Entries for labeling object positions
··········
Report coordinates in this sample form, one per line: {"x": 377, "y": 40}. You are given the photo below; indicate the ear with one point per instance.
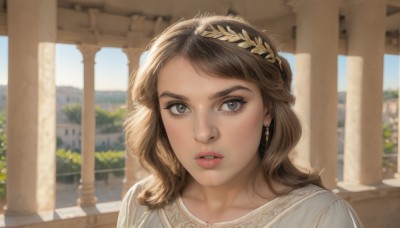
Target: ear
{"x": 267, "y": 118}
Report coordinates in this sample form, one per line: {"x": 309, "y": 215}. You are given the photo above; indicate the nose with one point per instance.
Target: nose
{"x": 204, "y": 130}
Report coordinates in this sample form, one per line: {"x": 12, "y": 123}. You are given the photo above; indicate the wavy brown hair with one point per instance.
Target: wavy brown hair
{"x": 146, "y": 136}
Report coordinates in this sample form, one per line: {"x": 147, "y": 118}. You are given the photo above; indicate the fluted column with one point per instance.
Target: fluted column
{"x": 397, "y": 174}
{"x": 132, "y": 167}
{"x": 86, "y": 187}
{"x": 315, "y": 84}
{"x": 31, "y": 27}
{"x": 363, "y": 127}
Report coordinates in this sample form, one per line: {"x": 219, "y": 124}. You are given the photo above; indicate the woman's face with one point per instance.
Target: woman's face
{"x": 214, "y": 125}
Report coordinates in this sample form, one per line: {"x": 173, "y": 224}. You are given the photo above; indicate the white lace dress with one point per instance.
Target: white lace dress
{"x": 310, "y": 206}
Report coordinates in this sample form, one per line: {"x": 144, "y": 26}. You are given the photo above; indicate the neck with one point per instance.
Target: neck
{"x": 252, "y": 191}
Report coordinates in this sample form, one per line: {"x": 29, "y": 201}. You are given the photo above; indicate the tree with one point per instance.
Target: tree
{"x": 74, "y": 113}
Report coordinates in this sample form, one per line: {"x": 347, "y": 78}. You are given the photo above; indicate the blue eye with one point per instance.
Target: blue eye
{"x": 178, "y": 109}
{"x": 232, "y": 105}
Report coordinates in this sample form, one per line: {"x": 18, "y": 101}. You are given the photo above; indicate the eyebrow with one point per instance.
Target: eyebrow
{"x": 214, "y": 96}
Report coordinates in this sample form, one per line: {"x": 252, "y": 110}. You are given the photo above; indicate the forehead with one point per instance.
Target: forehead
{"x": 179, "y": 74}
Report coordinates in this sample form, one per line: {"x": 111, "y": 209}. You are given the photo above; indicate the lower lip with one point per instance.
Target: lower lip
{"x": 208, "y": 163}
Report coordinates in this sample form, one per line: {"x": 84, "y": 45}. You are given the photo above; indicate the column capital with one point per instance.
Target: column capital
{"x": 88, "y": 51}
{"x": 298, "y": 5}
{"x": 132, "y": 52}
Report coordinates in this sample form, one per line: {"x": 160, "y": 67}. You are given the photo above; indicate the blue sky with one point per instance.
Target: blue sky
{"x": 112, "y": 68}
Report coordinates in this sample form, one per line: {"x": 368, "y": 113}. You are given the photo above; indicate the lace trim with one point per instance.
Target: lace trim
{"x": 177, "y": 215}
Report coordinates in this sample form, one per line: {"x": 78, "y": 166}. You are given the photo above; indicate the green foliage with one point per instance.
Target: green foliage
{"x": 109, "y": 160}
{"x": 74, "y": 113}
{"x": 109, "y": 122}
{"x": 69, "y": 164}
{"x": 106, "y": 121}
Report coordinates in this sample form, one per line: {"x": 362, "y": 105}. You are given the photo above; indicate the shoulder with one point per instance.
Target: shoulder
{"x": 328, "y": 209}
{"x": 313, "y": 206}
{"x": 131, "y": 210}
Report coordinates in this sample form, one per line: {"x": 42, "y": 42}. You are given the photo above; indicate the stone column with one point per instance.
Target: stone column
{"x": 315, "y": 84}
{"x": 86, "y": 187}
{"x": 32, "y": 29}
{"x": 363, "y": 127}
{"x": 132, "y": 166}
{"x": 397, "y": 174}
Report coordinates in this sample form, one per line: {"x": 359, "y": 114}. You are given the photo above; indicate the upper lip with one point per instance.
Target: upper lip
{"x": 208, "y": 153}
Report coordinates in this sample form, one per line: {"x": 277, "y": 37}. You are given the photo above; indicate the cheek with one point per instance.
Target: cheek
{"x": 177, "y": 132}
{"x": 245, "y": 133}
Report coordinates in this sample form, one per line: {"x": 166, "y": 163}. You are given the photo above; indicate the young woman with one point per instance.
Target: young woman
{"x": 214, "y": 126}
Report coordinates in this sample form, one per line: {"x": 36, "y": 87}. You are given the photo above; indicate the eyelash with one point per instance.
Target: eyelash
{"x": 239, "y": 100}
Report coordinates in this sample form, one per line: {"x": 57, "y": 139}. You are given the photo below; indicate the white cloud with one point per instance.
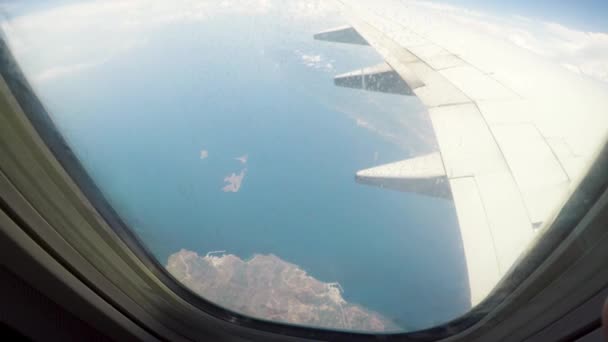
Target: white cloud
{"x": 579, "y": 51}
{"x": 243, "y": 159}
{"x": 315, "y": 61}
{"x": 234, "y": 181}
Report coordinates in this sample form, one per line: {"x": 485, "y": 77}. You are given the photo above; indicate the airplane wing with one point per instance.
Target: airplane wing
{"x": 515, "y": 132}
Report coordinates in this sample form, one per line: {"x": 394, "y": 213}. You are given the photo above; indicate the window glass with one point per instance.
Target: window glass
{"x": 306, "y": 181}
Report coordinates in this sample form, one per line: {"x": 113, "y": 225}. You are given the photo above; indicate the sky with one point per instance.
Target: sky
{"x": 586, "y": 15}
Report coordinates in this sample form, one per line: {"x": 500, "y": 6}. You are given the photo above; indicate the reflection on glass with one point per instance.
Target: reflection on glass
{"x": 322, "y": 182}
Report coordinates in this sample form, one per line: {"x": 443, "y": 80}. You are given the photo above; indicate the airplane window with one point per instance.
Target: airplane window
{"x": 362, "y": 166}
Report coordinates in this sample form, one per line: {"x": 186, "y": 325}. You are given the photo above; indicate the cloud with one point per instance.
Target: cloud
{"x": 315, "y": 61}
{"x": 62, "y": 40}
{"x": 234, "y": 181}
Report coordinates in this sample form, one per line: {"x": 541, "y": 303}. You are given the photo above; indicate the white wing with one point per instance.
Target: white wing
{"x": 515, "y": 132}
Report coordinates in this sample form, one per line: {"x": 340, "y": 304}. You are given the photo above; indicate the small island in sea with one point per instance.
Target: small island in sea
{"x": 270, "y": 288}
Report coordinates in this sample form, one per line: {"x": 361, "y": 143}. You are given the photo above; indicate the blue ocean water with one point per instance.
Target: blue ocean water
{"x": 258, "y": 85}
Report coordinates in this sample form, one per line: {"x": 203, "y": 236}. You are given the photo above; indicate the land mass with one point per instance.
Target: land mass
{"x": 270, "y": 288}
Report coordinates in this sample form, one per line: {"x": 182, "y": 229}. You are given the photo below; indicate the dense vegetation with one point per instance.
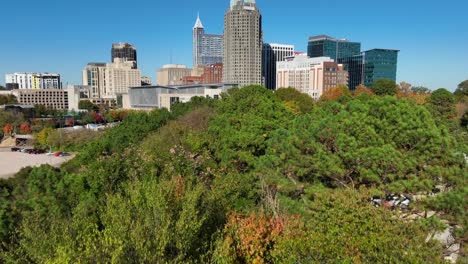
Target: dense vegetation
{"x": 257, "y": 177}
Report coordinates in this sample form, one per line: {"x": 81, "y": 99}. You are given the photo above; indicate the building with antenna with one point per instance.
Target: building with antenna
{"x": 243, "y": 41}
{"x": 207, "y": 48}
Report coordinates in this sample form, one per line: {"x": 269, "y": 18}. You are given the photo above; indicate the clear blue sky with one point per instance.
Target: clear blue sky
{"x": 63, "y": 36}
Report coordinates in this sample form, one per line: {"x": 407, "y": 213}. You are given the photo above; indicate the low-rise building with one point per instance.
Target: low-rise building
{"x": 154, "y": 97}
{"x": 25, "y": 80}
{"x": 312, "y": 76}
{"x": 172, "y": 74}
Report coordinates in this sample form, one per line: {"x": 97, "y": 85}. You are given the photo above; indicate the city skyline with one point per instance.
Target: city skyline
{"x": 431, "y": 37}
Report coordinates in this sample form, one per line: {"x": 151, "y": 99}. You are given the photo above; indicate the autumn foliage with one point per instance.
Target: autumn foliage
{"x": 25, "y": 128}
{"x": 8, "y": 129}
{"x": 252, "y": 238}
··········
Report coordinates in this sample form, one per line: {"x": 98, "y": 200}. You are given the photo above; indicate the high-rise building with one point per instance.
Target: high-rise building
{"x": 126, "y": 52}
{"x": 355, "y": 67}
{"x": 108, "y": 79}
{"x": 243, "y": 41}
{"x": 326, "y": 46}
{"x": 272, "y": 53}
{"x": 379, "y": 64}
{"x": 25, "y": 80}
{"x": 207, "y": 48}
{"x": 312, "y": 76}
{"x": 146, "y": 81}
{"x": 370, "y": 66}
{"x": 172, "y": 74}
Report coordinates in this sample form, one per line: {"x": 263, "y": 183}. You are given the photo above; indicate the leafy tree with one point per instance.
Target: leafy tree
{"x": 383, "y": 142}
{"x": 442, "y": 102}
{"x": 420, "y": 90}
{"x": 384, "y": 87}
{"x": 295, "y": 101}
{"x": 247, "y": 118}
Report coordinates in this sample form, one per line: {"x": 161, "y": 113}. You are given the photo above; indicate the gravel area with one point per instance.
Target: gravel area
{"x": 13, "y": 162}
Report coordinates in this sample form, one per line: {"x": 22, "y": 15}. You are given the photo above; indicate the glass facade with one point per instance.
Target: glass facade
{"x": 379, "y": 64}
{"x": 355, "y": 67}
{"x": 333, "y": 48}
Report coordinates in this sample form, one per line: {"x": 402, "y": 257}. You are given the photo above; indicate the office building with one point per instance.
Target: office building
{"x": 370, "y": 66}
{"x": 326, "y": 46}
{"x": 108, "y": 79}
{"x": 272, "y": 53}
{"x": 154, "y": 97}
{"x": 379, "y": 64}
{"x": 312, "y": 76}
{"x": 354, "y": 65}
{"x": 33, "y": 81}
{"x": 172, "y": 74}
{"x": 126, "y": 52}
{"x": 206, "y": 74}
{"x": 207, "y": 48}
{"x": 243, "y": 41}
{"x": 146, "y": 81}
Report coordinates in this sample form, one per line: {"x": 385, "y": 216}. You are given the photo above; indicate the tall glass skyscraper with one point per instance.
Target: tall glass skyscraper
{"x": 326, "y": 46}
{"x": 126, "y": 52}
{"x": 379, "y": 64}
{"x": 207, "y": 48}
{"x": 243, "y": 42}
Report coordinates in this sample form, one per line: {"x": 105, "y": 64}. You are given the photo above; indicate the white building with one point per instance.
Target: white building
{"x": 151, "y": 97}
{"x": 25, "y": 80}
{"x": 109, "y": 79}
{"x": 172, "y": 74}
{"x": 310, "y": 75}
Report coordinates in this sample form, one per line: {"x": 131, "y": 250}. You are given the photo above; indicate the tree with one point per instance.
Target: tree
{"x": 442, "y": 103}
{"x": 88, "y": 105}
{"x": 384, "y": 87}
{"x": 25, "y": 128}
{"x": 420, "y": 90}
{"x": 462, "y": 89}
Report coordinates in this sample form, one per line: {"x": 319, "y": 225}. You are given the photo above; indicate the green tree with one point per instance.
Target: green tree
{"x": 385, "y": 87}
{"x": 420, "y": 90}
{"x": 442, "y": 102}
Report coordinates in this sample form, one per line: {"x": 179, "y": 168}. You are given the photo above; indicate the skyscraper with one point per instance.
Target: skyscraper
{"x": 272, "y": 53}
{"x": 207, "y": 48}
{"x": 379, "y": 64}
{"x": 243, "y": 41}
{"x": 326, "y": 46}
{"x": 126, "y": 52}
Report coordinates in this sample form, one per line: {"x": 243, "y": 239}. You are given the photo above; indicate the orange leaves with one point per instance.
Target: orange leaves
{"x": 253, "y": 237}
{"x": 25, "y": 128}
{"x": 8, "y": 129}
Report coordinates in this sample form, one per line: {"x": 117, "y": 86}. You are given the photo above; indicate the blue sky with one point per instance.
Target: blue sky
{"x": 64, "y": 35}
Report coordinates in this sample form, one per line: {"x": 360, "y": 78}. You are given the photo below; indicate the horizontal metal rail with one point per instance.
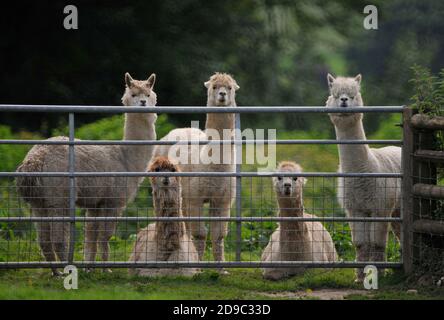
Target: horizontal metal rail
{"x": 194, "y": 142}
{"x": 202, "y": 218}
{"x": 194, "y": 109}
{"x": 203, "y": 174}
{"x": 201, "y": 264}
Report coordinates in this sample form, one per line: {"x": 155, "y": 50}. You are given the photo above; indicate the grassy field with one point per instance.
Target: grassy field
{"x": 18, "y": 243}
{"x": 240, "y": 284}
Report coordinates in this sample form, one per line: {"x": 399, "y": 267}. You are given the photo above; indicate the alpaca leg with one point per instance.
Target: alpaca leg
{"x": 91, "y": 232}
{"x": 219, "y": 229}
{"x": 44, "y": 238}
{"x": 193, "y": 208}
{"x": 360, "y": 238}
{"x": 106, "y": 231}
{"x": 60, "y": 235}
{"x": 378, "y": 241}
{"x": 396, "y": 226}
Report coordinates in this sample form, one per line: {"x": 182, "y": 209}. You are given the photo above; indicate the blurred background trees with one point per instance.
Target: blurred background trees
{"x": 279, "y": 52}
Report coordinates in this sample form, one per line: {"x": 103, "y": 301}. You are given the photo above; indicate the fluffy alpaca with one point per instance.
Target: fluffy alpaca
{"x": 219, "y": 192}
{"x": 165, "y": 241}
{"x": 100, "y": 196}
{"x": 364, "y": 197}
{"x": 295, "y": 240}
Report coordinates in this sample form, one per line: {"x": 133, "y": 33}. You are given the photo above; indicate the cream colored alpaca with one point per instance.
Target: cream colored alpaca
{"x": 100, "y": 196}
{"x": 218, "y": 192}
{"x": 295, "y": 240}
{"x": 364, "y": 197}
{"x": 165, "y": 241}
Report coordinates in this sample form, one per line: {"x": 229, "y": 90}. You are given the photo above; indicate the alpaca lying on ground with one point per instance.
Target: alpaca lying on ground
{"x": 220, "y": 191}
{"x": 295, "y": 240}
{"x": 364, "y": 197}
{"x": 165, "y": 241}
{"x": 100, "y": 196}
··········
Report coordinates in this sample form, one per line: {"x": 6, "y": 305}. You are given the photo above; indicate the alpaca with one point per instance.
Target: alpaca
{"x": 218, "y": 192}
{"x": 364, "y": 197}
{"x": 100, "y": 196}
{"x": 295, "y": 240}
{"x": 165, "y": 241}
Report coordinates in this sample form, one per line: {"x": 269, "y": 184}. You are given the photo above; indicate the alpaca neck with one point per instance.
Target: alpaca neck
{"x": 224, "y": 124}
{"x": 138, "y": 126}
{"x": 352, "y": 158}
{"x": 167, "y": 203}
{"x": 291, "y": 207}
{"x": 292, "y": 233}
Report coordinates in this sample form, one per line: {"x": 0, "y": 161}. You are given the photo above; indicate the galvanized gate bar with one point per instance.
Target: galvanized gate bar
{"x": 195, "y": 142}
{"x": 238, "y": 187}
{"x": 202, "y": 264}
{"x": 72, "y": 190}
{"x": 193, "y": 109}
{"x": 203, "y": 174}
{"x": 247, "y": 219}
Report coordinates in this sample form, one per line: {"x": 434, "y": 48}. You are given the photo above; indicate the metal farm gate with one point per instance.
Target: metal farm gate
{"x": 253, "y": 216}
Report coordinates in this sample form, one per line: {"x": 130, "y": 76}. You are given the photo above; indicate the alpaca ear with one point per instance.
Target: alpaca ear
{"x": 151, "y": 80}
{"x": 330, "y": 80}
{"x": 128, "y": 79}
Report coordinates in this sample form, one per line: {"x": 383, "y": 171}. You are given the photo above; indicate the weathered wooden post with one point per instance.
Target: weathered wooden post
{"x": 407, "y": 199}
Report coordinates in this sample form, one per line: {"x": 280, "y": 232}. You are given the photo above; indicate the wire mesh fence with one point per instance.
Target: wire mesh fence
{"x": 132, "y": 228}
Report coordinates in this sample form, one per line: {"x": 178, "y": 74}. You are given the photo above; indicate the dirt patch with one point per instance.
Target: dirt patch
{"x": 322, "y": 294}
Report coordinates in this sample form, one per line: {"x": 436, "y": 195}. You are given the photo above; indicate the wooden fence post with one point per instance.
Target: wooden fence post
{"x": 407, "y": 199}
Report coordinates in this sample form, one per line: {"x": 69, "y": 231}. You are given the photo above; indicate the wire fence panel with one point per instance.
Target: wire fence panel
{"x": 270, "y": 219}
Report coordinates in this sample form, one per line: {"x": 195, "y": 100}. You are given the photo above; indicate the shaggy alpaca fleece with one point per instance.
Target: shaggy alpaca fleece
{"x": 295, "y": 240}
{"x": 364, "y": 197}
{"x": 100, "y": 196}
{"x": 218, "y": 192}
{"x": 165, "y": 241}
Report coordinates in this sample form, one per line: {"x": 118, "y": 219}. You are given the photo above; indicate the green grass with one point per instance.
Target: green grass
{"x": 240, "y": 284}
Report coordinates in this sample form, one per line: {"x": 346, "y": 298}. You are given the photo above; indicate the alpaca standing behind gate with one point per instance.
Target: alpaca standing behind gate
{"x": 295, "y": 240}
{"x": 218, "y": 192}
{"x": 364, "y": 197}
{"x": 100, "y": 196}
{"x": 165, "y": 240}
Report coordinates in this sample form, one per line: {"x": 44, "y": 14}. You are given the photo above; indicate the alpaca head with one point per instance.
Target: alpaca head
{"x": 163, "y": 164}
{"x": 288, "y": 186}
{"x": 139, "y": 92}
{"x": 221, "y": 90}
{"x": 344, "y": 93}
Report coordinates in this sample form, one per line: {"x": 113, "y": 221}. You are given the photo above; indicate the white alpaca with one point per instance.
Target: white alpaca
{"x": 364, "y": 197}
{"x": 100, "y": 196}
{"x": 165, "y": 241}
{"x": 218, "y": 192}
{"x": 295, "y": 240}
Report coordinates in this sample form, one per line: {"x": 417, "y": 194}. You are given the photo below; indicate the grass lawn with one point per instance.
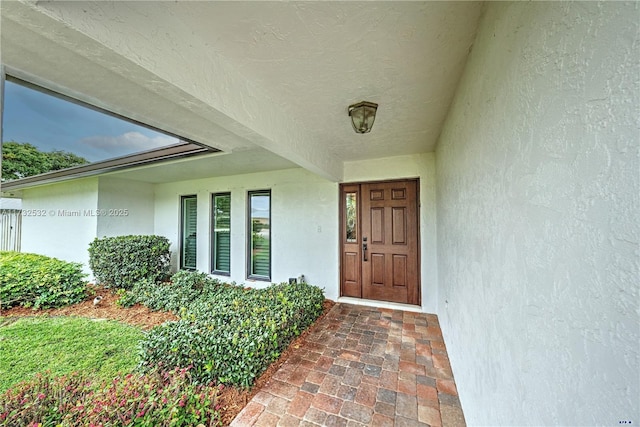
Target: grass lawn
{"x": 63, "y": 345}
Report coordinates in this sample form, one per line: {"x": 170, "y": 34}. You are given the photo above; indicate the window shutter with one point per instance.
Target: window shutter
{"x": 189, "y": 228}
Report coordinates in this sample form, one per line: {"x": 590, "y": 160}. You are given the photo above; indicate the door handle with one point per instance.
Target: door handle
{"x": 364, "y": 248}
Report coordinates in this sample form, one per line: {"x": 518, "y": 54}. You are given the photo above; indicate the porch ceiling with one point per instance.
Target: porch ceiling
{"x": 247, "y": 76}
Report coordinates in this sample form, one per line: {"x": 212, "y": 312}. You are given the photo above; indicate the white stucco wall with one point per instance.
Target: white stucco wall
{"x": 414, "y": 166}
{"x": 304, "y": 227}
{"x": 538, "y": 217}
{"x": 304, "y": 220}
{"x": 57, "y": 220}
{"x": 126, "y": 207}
··········
Return each line above that contains the string "skyline", treating uppercase and lowercase letters as different.

▶ [Task solution]:
Report coordinates in this sample form, one per line: {"x": 97, "y": 85}. You are given the photo above; indicate the city skyline with one point per instance.
Target: city skyline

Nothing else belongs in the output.